## Directives
A) In the passage on the album Unleashed, which label released it?
B) Pick up the article on Paris's album Unleashed after its last sentence and keep writing it.

## Given passage
^^^^^^^^^^^^^^^^

Studio album by Paris
- Released: February 24, 1998
- Recorded: 1994−1997
- Genres: Political hip-hop, West Coast hip-hop, conscious hip-hop, G-funk, gangsta rap
- Label: Whirling Records
- Producers: Paris, GO Twice, G-Man Stan

Paris chronology
| Guerrilla Funk (1994) | Unleashed (1998) | Sonic Jihad (2003) |

= Unleashed (Paris album) =

Unleashed is the fourth studio album by American rapper Paris, released on February 24, 1998, by Whirling Records.

"Blast First" was a moderate success, making the Billboard Hot R&B Singles chart.

^^^^^^^^^^^^^^^^

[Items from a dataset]

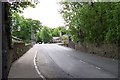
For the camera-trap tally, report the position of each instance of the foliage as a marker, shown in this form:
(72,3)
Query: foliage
(56,32)
(95,23)
(45,34)
(23,27)
(65,39)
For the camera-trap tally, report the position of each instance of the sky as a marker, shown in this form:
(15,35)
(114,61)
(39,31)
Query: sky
(47,12)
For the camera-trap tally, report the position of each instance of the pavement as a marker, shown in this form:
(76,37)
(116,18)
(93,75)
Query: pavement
(55,61)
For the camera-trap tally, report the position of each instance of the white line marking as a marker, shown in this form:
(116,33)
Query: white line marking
(97,67)
(41,76)
(82,61)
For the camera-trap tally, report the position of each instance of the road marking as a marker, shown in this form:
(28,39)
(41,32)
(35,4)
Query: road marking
(97,67)
(82,61)
(41,76)
(90,65)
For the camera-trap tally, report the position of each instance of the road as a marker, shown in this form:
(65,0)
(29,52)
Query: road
(54,61)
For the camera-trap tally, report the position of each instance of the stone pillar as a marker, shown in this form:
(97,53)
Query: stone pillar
(0,40)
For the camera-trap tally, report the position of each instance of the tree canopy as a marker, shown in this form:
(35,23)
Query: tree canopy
(94,23)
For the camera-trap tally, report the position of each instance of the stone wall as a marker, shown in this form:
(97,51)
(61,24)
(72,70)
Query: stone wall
(106,50)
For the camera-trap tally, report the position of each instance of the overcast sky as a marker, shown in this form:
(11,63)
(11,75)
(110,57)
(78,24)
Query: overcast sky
(47,12)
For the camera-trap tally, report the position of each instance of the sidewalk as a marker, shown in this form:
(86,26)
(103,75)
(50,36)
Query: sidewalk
(24,66)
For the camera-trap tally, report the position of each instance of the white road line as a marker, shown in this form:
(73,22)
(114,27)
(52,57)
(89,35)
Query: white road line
(82,61)
(41,76)
(97,67)
(90,65)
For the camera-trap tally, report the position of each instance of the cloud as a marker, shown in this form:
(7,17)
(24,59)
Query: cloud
(47,12)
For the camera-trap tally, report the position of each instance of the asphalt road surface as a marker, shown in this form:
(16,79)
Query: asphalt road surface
(55,61)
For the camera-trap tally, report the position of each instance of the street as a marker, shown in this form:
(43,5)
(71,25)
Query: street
(55,61)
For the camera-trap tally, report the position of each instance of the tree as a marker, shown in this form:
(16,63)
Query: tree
(24,27)
(96,23)
(46,35)
(56,32)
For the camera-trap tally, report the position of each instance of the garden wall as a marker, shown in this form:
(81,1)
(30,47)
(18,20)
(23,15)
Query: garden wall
(106,50)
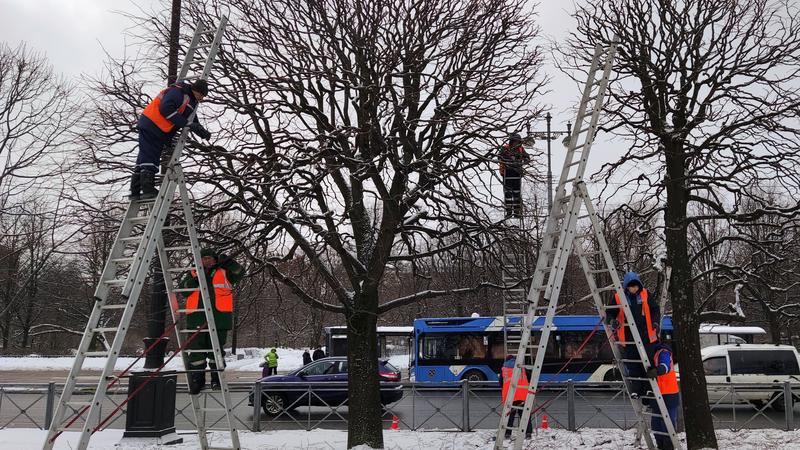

^^^^^^^^^^^^^^^^

## Results of the tasks
A) Whirling Records

B)
Professional ratings
Review scores
| Source | Rating |
| AllMusic | Star Half star |
| The Encyclopedia of Popular Music | Star |
| RapReviews | 7.5/10 |

==Critical reception==
Nathan Rabin of AllMusic wrote that "Paris' gruff baritone remains as powerful and commanding as ever, but it's depressing to hear someone whose work once resonated with conviction and idealism spit gangsta rap clichés like some sort of lost Suge Knight flunky."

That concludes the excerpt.